THE REQUEST: Return every line of the records that contains the string "white", matching case exactly.

RECORDS PROVIDED:
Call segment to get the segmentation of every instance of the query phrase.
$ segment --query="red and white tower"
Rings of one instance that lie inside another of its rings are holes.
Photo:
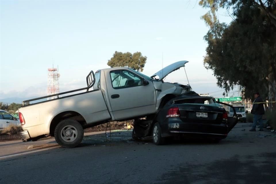
[[[60,84],[58,83],[58,79],[60,75],[58,73],[58,70],[53,67],[48,68],[48,95],[60,93]],[[56,96],[48,97],[47,100],[51,100],[57,97]]]

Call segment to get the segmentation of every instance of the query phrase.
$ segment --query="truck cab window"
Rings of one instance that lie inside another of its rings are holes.
[[[93,87],[93,89],[97,89],[100,88],[100,78],[101,76],[101,72],[98,70],[96,72],[95,74],[95,84]]]
[[[112,87],[120,89],[141,85],[142,78],[136,74],[125,70],[118,70],[110,72]]]

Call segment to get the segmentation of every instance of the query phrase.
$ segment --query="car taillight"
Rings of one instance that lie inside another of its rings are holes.
[[[178,107],[173,107],[170,108],[167,113],[166,118],[179,117],[180,116],[180,112]]]
[[[18,116],[19,116],[19,120],[20,121],[20,123],[21,125],[24,125],[25,124],[25,120],[24,119],[24,117],[23,117],[23,115],[21,112],[19,112],[18,114]]]
[[[225,112],[222,114],[222,119],[225,121],[227,121],[227,118],[228,118],[228,116],[227,115],[227,112]]]

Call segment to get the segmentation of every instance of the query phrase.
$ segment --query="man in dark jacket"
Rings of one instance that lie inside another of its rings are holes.
[[[254,94],[255,100],[253,102],[253,107],[251,110],[251,114],[253,114],[253,125],[252,128],[249,130],[250,131],[256,131],[256,125],[258,121],[260,123],[259,131],[263,131],[262,126],[262,115],[264,114],[264,108],[263,103],[254,103],[263,102],[262,99],[260,96],[260,93],[257,92]]]

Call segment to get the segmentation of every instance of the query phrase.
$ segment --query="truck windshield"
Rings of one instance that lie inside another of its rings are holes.
[[[235,110],[237,112],[245,112],[244,107],[235,107]]]
[[[148,80],[152,80],[152,78],[151,78],[148,76],[147,76],[144,74],[139,72],[137,72],[136,70],[134,70],[133,69],[131,68],[129,68],[131,70],[131,71],[133,72],[134,73],[135,73],[135,74],[137,74],[138,75],[140,75],[140,76],[141,76],[144,78],[145,78],[146,79],[147,79]]]

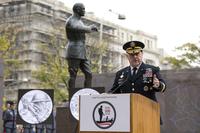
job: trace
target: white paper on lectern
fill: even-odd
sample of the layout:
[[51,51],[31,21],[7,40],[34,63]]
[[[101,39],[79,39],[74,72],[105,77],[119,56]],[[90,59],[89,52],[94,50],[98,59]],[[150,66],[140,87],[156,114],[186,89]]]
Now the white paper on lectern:
[[[116,111],[113,125],[107,129],[99,128],[93,120],[93,111],[98,103],[107,101]],[[105,94],[80,96],[80,131],[118,131],[130,132],[130,94]]]

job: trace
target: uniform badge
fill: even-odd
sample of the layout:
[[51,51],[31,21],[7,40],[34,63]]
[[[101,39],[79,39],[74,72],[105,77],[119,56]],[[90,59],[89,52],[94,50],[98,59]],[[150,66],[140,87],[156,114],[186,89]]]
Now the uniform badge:
[[144,86],[144,91],[148,91],[149,87],[148,86]]

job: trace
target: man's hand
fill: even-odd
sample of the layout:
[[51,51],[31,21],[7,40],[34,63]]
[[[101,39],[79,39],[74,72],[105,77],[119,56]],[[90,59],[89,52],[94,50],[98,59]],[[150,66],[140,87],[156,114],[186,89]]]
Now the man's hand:
[[156,74],[153,75],[153,87],[158,88],[160,86],[160,81],[156,77]]

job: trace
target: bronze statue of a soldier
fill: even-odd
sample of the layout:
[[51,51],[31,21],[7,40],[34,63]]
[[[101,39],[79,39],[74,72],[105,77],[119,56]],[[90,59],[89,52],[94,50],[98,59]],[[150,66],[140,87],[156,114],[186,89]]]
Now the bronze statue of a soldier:
[[66,59],[68,61],[69,89],[75,88],[75,80],[78,69],[85,75],[84,87],[89,88],[92,84],[90,62],[86,57],[85,39],[86,33],[97,32],[95,25],[85,25],[81,17],[85,15],[85,6],[76,3],[73,6],[73,14],[66,21],[66,35],[68,39]]

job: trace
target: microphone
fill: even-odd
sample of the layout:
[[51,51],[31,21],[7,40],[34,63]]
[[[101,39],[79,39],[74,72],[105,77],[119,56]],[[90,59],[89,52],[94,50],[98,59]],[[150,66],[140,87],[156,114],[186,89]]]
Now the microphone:
[[[115,91],[117,91],[120,87],[122,87],[123,85],[125,85],[128,81],[129,81],[129,74],[128,74],[128,76],[126,77],[126,79],[124,80],[124,82],[123,83],[121,83],[119,86],[117,86],[114,90],[112,90],[112,91],[108,91],[107,93],[108,94],[112,94],[112,93],[114,93]],[[110,89],[111,90],[111,89]]]

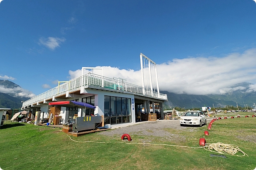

THE RESULT:
$ segment --query="red and white tower"
target: white paper on lectern
Now the white paper on lectern:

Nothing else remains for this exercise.